Para facilitarem a circulação de todos os veículos, os comerciantes e trabalhadores da zona falam entre si, mas, apesar do diálogo, nem sempre conseguem revezarem-se. “Há uns dias, cheguei com a carrinha transportadora, e faltavam três minutos para as 8h, e não levantaram o pilarete. Dadas as dificuldades em entrarmos, podiam facilitar. Nesse dia, acabei por conseguir entrar, mas já aconteceu não baixarem o pilarete e ter de vir a carregar os produtos todos por aí acima”, queixa-se. O comerciante diz que a empresa municipal não fez uma gestão planeada do Bairro Alto e aponta vários motivos para o congestionamento sentido, diariamente. “Querem vender mais dísticos do que os lugares que têm. Abrem novos espaços e ninguém controla isto, é tudo feito um bocado sem regras. E entram muitas pessoas que não deviam entrar”, critica. A subida do valor dos dísticos é alvo de críticas por todo o bairro. “Pago mais 200% do que no início, é um absurdo, e ninguém nos deu uma explicação para este aumento”, lamenta João Ganho, funcionário de um bar.

#### LISTAGEM EXTRAÍDA:
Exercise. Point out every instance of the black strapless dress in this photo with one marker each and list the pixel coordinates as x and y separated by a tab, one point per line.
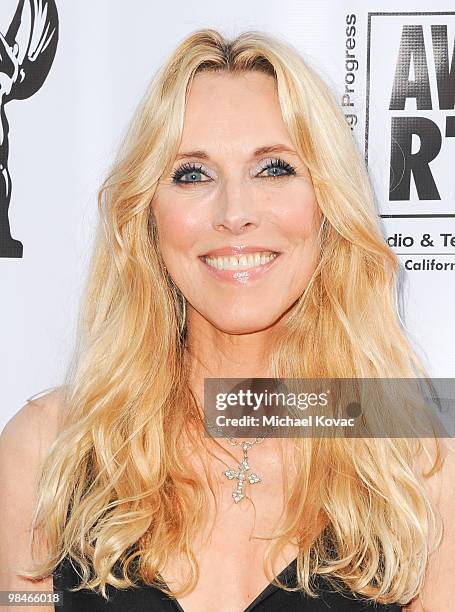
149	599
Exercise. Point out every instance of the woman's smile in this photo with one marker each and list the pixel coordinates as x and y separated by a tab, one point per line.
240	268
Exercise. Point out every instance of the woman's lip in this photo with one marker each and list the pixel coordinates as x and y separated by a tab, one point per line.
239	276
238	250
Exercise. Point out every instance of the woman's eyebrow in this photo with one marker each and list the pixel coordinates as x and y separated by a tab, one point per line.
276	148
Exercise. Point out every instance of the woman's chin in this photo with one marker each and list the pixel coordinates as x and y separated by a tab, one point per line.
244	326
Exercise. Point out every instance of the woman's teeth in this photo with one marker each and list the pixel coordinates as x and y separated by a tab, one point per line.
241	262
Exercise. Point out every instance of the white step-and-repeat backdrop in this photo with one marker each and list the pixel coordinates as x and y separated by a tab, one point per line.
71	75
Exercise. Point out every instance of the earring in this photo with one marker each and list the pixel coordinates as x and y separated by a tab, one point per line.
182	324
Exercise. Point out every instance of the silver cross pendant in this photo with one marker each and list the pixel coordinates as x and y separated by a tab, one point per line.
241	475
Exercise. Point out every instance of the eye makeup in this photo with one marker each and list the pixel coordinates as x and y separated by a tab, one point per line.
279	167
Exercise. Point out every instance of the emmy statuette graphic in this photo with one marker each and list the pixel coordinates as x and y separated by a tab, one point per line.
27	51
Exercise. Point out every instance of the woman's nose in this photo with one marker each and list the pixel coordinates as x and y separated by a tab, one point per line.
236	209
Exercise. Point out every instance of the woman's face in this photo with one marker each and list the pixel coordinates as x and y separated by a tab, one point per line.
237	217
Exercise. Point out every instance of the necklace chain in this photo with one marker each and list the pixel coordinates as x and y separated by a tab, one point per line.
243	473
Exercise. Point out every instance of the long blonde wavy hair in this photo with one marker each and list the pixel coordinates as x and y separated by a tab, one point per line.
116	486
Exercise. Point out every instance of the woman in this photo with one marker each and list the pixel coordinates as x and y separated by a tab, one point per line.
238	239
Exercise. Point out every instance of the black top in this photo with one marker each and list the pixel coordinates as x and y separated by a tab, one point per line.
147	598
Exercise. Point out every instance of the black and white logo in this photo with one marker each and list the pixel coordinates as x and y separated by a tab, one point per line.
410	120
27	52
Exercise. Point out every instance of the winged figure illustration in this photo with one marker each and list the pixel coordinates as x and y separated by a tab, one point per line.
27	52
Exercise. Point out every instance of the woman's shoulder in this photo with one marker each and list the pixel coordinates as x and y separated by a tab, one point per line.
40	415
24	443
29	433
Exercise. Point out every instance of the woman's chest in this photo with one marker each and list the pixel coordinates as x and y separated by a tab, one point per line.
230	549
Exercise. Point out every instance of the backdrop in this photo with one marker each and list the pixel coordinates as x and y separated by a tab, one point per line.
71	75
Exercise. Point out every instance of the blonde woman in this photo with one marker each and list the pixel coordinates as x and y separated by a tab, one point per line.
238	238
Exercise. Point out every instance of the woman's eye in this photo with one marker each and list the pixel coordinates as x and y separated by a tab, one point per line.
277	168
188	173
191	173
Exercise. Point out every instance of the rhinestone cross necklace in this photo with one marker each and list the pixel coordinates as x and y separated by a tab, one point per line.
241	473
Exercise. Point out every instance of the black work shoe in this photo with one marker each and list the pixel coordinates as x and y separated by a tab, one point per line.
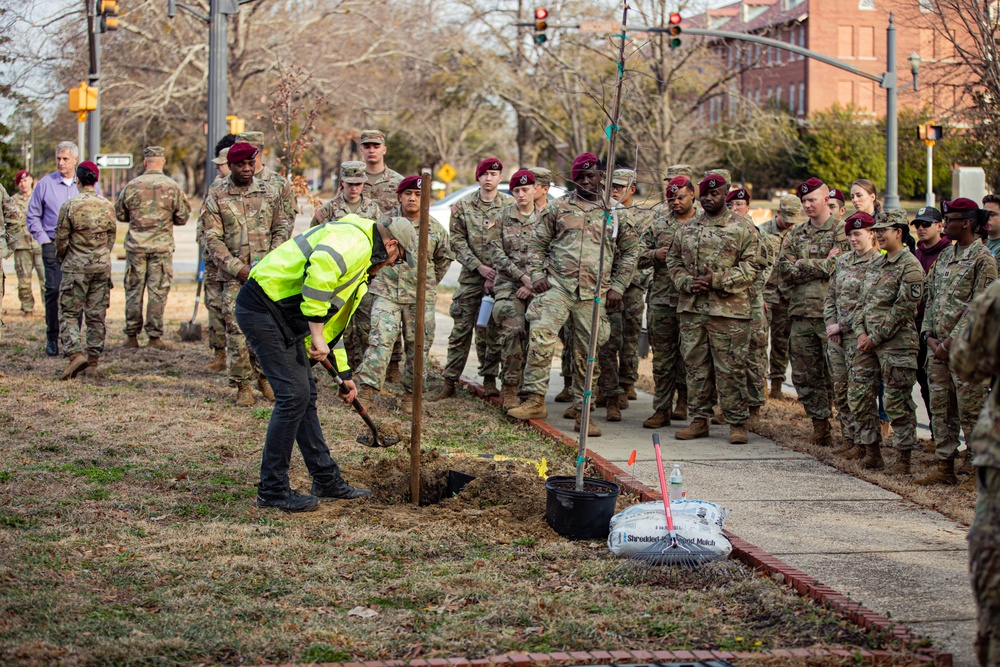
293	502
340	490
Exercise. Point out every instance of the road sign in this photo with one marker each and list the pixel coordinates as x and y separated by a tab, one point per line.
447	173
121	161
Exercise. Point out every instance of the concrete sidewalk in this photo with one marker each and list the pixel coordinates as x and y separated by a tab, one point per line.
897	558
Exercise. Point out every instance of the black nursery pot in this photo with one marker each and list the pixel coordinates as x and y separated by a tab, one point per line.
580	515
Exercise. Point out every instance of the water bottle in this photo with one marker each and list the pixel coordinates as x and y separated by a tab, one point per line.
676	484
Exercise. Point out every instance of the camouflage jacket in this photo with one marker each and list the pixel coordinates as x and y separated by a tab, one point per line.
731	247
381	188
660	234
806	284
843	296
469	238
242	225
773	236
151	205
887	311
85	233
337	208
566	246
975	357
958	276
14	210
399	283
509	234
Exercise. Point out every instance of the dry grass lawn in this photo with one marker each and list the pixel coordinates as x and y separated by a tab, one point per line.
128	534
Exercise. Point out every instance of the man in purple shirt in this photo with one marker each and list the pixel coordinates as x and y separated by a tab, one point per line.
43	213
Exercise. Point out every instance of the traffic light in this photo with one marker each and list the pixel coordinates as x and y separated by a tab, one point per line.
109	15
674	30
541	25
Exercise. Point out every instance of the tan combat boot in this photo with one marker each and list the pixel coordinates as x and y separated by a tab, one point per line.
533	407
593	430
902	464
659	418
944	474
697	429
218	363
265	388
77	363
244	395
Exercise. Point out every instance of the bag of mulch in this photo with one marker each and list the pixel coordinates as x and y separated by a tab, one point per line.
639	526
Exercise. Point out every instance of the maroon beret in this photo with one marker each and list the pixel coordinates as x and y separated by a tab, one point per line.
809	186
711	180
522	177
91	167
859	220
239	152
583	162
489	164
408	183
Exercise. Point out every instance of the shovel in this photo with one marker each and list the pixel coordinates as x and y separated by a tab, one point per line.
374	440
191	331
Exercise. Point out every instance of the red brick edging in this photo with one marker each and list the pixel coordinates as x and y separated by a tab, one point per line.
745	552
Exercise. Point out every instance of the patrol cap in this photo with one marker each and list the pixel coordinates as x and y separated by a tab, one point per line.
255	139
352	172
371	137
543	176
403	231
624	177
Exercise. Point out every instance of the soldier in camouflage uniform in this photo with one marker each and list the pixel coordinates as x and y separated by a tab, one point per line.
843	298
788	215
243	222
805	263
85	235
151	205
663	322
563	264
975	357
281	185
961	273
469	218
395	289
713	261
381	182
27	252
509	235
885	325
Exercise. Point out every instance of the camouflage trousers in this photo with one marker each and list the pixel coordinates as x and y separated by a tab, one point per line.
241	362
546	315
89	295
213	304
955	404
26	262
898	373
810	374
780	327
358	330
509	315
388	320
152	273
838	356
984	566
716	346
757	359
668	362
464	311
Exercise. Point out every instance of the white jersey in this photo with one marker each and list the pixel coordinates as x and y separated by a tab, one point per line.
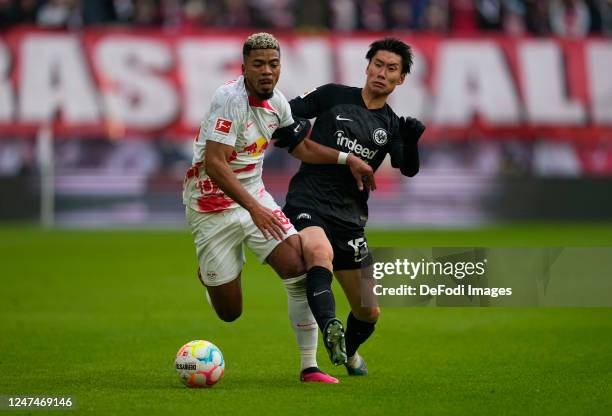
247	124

#### TAREFAS OBRIGATÓRIAS:
1) No texto sobre o Bairro Alto, quanto mais paga João Ganho pelo dístico em relação ao início?
2) Prossegue o texto sobre o Bairro Alto a partir da última frase apresentada.
A listagem não tem qualquer relação com o texto sobre o Bairro Alto.

#### AS RESPOSTAS:
1) Paga mais 200% do que no início.

2)
 

A proprietária de um restaurante, aberto há menos de um ano, também não está satisfeita com a gestão do estacionamento. “Temos meia-hora para descarregar os produtos alimentares, é muito pouco tempo, e sai-nos muito caro. Também temos dificuldade em arranjar pessoas para trabalharem aqui, porque é muito difícil trazer carro e, infelizmente, Lisboa está muito mal servida de transportes públicos”, critica Sandra Pereira. O valor anual do dístico é outra das preocupações. “O pagamento de 300 euros anuais para quem acabou de iniciar um projecto não é nada bom, mas também é muito difícil para quem cá está estabelecido. Quem quer fazer um serviço de qualidade, com produtos de qualidade, vê-se muito limitado”, diz.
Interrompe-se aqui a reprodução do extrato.